▸ Selected passage
____________

📊

Understanding Chi-Square Tests

May 8, 2025

Unit 8: Inference for Categorical Data: Chi-Square

Chi-Square Test for Goodness-of-Fit

  • Goodness-of-Fit: Evaluate the fit of a theoretical distribution to observed data.
  • Null Hypothesis: The given theoretical distribution correctly describes the situation.
  • Chi-Square Statistic (𝜒²): Measures the sum of weighted differences between observed and expected frequencies.
    • The smaller the 𝜒²-value, the better the fit.
    • P-value: Probability of obtaining a 𝜒²-value as extreme as the one observed if the null hypothesis is true.
    • A large 𝜒²-value indicates a poor fit and leads to rejecting the null hypothesis.
  • Chi-Square Distribution:
    • Nonnegative values, not symmetric, skewed to the right.
    • Different distributions for different degrees of freedom (df).
    • Larger df results in a distribution closer to normal.

Example 8.1

  • Scenario: Distribution of liquor stores across four city regions.
  • Hypotheses:
    • H₀: Liquor stores are distributed according to region area percentages.
    • Hₐ: Distribution differs from region area percentages.
  • Procedure: Chi-square test for Goodness-of-fit.
  • Checks:
    • Random sample and expected values > 5.

____________

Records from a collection
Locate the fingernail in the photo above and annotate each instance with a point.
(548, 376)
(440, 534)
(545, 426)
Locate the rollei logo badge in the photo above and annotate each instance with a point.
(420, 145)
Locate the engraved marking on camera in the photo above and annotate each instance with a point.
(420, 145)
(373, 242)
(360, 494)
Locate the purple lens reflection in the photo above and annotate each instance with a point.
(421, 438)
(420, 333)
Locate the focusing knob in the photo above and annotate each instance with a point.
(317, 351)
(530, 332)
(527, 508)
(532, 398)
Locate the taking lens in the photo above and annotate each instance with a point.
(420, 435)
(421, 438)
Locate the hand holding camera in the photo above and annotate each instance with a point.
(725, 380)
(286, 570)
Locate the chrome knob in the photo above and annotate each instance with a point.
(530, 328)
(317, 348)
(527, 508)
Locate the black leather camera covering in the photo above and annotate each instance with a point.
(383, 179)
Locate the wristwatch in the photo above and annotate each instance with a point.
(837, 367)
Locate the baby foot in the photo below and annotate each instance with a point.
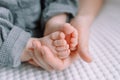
(57, 44)
(71, 35)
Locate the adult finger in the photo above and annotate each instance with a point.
(38, 56)
(55, 62)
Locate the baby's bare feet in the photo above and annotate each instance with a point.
(57, 44)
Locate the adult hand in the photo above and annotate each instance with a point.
(42, 56)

____________

▸ Requirements
Continue the chi-square study notes from where they stop.

▸ Output of the exercise
    • Sample size < 10% of population.
  • Calculation: 𝜒² = 6.264, P = 0.099.
  • Conclusion: P > 0.05, insufficient evidence to reject H₀.

Chi-Square Test for Independence

  • Test of Independence: Determine if there is a significant association between two categorical variables.
  • Null Hypothesis: The two classifications are independent.
  • Degrees of Freedom (df): Calculated as (number of rows - 1) * (number of columns - 1).
  • Limitations: Even if independence is rejected, causality cannot be assumed.*

Example 8.2

  • Scenario: Relationship between party affiliation and support for marijuana legalization.
  • Hypotheses:
    • H₀: Party affiliation and support are independent.
    • Hₐ: Party affiliation and support are not independent.
  • Procedure: Chi-square test for independence.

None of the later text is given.